> [YOUR TASK]: Render everything from the line containing "Objective — indicate every instance of the white t-shirt" down to the line containing "(1251, 519)", both lines included, as a numbered list with blank lines omitted. Include only those lines from the records below.

— Start of MATERIALS PROVIDED —

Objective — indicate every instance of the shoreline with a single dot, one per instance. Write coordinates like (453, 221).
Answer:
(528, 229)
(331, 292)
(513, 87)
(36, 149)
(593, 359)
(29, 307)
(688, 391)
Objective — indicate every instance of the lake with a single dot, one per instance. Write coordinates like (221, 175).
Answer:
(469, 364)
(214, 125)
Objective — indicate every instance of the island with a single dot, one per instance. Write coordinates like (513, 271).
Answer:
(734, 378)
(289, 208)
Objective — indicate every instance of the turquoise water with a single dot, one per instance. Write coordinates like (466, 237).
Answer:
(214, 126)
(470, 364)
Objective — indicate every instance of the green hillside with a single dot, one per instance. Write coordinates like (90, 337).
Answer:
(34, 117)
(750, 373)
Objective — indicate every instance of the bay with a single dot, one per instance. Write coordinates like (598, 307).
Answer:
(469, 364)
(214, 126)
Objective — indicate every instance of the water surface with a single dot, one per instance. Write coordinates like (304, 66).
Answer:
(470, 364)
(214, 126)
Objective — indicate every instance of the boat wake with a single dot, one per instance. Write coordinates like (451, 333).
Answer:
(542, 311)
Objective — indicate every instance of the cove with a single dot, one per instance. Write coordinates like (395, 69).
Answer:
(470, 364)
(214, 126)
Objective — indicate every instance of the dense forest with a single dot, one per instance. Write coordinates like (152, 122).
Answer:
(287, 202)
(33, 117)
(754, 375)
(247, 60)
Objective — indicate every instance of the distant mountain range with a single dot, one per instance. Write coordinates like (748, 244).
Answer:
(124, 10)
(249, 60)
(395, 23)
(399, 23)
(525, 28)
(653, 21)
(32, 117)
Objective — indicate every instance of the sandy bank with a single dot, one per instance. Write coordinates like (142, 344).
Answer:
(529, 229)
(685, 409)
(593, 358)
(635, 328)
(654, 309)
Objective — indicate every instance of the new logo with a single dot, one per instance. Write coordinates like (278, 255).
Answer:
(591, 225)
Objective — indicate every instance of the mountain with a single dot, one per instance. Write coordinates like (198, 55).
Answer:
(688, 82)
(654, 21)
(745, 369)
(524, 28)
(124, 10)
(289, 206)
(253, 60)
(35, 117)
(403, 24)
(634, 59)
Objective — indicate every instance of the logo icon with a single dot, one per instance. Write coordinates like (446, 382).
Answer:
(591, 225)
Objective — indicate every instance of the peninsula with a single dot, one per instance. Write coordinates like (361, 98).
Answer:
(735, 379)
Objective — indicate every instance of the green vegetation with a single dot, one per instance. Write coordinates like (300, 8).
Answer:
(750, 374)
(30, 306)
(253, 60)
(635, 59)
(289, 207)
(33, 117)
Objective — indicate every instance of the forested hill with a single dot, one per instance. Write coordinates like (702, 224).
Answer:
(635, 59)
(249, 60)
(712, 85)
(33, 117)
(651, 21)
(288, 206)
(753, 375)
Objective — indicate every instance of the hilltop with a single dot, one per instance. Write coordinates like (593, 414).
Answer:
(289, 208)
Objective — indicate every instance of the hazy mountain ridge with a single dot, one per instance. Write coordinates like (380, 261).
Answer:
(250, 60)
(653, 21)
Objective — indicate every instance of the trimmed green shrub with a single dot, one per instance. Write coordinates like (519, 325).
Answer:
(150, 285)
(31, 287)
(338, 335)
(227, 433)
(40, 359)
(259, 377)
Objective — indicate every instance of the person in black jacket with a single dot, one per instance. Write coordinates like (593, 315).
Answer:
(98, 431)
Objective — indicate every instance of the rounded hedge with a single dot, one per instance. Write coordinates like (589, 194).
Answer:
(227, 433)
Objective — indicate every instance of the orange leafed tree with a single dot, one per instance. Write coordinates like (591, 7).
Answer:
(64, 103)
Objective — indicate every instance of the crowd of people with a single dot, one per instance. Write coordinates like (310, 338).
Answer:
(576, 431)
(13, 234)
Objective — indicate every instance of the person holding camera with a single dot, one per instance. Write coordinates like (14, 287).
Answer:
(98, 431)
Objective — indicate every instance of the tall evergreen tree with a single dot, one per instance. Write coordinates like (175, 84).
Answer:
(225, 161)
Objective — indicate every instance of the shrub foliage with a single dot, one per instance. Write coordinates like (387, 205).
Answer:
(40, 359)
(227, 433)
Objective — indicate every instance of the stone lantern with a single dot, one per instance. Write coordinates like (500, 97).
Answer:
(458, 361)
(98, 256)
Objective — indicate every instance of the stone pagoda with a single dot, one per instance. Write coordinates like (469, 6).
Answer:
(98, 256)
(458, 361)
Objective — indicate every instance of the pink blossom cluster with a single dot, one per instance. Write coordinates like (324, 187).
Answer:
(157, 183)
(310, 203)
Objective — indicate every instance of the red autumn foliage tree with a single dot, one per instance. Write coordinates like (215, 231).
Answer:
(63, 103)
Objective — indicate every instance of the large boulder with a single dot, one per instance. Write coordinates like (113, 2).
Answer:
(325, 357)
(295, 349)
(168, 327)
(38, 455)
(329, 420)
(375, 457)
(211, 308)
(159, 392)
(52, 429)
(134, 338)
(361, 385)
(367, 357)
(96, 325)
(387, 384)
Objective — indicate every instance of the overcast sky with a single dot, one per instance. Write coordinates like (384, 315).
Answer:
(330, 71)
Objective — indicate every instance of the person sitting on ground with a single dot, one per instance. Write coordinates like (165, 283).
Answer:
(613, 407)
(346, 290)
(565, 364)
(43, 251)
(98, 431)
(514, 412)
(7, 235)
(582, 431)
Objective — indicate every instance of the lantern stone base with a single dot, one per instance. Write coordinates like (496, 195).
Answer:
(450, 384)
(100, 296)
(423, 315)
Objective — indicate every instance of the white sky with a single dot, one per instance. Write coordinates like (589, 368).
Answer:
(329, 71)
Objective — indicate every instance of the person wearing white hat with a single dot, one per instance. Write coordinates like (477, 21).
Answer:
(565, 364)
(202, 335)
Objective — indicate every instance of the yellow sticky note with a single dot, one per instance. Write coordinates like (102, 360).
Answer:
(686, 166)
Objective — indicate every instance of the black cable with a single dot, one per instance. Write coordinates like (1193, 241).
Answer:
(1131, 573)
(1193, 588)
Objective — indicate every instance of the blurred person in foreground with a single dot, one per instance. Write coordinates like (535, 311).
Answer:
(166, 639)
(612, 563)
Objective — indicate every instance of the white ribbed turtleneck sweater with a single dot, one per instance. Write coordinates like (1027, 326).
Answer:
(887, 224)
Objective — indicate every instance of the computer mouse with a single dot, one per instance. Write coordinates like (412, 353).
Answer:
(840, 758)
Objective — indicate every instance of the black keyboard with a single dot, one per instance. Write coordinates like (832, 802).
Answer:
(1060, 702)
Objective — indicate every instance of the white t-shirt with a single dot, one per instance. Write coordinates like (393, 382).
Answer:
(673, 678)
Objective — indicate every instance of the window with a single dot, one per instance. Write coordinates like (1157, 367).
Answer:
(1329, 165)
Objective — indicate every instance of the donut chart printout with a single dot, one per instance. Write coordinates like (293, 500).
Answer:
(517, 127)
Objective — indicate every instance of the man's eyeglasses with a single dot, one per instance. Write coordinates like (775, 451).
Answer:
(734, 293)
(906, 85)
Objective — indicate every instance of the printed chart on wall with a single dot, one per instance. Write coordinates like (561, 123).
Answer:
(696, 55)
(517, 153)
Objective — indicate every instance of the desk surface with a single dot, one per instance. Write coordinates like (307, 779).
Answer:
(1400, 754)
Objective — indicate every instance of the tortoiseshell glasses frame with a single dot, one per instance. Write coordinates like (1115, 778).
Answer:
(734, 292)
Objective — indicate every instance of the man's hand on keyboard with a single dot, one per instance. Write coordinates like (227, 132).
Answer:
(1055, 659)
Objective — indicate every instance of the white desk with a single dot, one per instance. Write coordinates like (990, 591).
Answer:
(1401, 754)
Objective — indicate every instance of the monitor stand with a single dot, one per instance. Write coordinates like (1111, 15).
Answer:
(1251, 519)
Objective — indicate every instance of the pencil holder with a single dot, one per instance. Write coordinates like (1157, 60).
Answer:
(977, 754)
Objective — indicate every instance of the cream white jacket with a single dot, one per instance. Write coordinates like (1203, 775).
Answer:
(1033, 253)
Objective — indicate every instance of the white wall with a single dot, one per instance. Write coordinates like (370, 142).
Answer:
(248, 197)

— End of MATERIALS PROVIDED —

> [TASK SOLUTION]:
1. Objective — indicate every instance of the white t-shirt with a single dot, one per instance. Write coordinates like (393, 382).
2. Answer:
3. (673, 678)
4. Objective — indicate every instance of the window with a single dot, one per instance. Write coordinates like (1157, 367).
5. Answer:
6. (1329, 165)
7. Objective — indicate every instance of the donut chart printout with a single dot, one per instance. Write coordinates like (293, 500).
8. Answer:
9. (517, 127)
10. Objective — indicate every instance of the man's eyeglasses with a single dot, one per instance. Write coordinates like (775, 451).
11. Answer:
12. (734, 293)
13. (906, 85)
14. Objective — indicate every instance of the printed chart on wall with a single dot, one per instance. Write coordinates like (561, 123).
15. Answer:
16. (696, 55)
17. (517, 153)
18. Objective — indicate every instance of the desk surface with a single dot, one per instance. Write coordinates like (307, 779).
19. Answer:
20. (1400, 754)
21. Objective — indicate every instance of the tortoiseshell glasses frame with a single dot, one per instance. Write coordinates like (1115, 778).
22. Answer:
23. (734, 292)
24. Objective — indicate every instance of the man's hand on keyboard with a single dot, one per instance. Write coordinates like (227, 132).
25. Answer:
26. (1055, 659)
27. Objective — indicate every instance of the white desk with a single dot, one per instance. Write coordinates like (990, 591).
28. Answer:
29. (1401, 754)
30. Objective — indicate every instance of the monitor stand with a single dot, one per instance. Write coordinates like (1111, 15).
31. Answer:
32. (1251, 519)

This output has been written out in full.